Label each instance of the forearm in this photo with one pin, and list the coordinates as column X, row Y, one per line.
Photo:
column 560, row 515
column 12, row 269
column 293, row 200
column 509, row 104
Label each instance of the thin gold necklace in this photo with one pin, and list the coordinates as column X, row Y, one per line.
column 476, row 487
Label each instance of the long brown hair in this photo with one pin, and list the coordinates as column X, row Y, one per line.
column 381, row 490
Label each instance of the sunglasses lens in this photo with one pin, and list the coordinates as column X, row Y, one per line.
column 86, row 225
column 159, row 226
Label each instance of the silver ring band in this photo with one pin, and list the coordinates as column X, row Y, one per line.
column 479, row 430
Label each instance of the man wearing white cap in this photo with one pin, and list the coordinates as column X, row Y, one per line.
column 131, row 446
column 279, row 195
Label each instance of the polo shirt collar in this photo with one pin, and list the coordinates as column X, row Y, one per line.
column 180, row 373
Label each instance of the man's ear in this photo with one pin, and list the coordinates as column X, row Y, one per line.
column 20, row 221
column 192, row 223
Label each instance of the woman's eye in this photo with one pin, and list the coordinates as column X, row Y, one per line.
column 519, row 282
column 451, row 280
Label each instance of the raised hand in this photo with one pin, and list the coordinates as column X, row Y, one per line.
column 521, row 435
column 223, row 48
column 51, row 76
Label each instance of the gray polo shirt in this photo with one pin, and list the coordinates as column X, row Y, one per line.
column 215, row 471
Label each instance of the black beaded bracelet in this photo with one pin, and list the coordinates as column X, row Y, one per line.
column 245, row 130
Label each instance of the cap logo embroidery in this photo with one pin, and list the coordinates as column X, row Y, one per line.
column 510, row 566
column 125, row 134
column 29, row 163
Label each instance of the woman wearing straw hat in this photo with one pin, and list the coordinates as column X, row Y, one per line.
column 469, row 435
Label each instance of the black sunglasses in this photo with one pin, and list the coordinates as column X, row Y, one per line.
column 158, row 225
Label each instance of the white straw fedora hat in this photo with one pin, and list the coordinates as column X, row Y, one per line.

- EXERCISE TASK
Rewrite the full listing above, changing every "one pin" to "one marker" and leaving everything else the same.

- RESPONSE TO THIS TASK
Label each instance of the forearm in this photo with one marker, and list the coordinates as column X, row Y, one per line.
Photo:
column 560, row 515
column 12, row 269
column 293, row 200
column 509, row 104
Label each instance of the thin gold necklace in this photo with one marker, and list the coordinates as column X, row Y, one per line.
column 476, row 487
Label each instance of the long brown hair in this photo with one marker, and list the coordinates as column X, row Y, one per line.
column 381, row 490
Label each instance of the sunglasses lens in this photo with one marker, and list the coordinates as column X, row Y, one per line.
column 86, row 225
column 159, row 226
Label each instance of the silver ring band in this photo with one marker, and list the coordinates as column X, row Y, one per line.
column 479, row 430
Label each instance of the man wearing white cap in this photo with one marker, and list the coordinates as column X, row Y, one per line.
column 131, row 446
column 279, row 195
Label each instance of the polo shirt collar in this photo with one marker, and list the coordinates as column X, row Y, one per line.
column 180, row 373
Label each instance of the man's ear in this photo with one marker, and list the coordinates as column X, row Y, one per line.
column 20, row 221
column 192, row 223
Label each instance of the woman's eye in this photo with one marker, and list the coordinates as column X, row Y, one per line.
column 519, row 282
column 451, row 280
Label each instance of the raised hand in this photo with one marker, and list the coordinates as column X, row Y, one per line.
column 521, row 435
column 223, row 48
column 51, row 76
Label each instance of the gray polo shirt in this photo with one marker, and list the coordinates as column X, row Y, one per line.
column 215, row 471
Label each instance of the black beaded bracelet in this photo with one marker, and list the coordinates as column X, row Y, one per line.
column 245, row 130
Label each instance of the cap logo embroidery in this photo with one marker, and list the coordinates as column X, row Y, one per line.
column 510, row 566
column 125, row 134
column 29, row 163
Label each instance of the woman wearing straw hat in this photo with one marker, and list the coordinates as column X, row Y, one per line.
column 469, row 435
Label each instance of the black sunglasses in this photo with one marker, and list the coordinates as column X, row Y, one per line.
column 158, row 225
Label each instance of the white straw fedora hat in this photo with one marker, and list the coordinates as column X, row Y, one per line.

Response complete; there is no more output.